TRECHO EXIBIDO:
○ ○ ○ ○ ○ ○ ○

Futebol se joga com uma bola redonda nos pés, correto? Nem sempre. Também existe o que chamamos de futebol americano, aquele da bola oval. Neste domingo (9), acontece o Super Bowl, que é a final do campeonato organizado pela National Football League, a NFL. Mais do que uma disputa dentro das quatro linhas, o jogo se transformou em um exemplo de como se aliar esporte e entretenimento para criar um produto comercial, que movimenta bilhões de dólares.

Essa ambição cresceu nos últimos anos. A liga norte-americana tem buscado uma expansão internacional e, em 2024, realizou seu primeiro confronto em terras brasileiras, no estádio do Corinthians. Contudo, a expansão também tem os seus desafios —incluindo, na visão de alguns especialistas, um baixo apelo global frente a outras modalidades esportivas.

○ ○ ○ ○ ○ ○ ○

LINHAS DE DADOS:
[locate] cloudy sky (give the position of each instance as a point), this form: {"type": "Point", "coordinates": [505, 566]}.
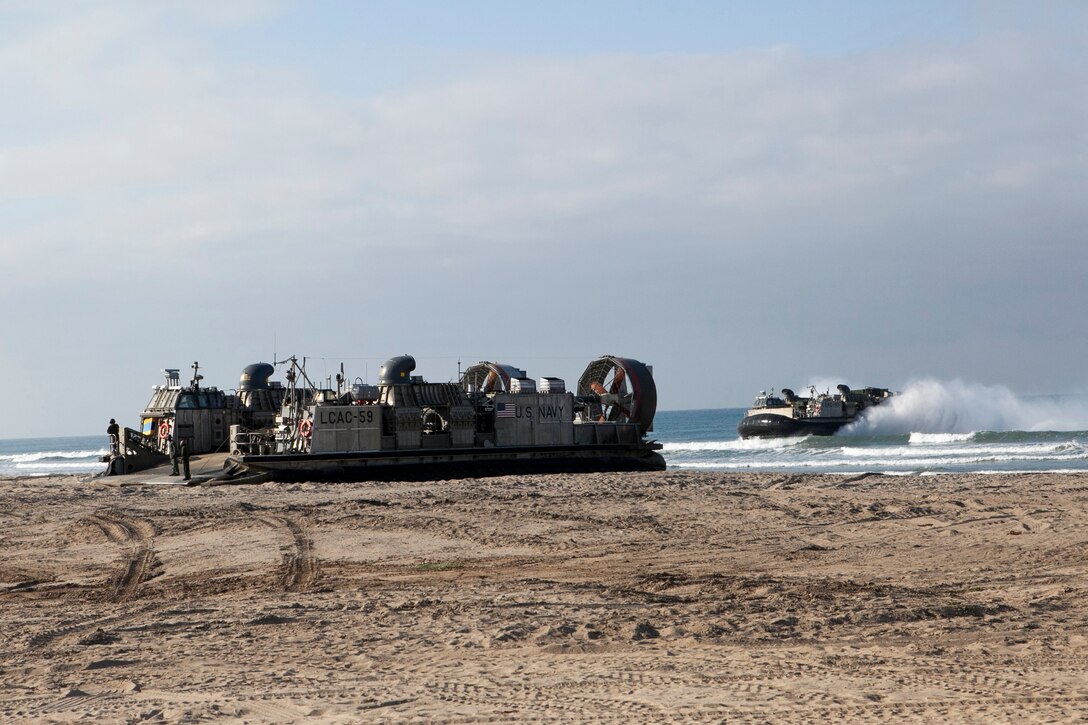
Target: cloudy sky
{"type": "Point", "coordinates": [743, 195]}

○ ○ ○ ○ ○ ○ ○

TAREFAS A FAZER:
(a) Copie do trecho sobre o Super Bowl a parte que começa em "Futebol se joga" e termina em "outras modalidades esportivas.".
(b) No trecho sobre o Super Bowl, em que estádio a NFL realizou seu primeiro confronto em terras brasileiras?

RESULTADOS POR TAREFA:
(a)
Futebol se joga com uma bola redonda nos pés, correto? Nem sempre. Também existe o que chamamos de futebol americano, aquele da bola oval. Neste domingo (9), acontece o Super Bowl, que é a final do campeonato organizado pela National Football League, a NFL. Mais do que uma disputa dentro das quatro linhas, o jogo se transformou em um exemplo de como se aliar esporte e entretenimento para criar um produto comercial, que movimenta bilhões de dólares.

Essa ambição cresceu nos últimos anos. A liga norte-americana tem buscado uma expansão internacional e, em 2024, realizou seu primeiro confronto em terras brasileiras, no estádio do Corinthians. Contudo, a expansão também tem os seus desafios —incluindo, na visão de alguns especialistas, um baixo apelo global frente a outras modalidades esportivas.

(b) No estádio do Corinthians.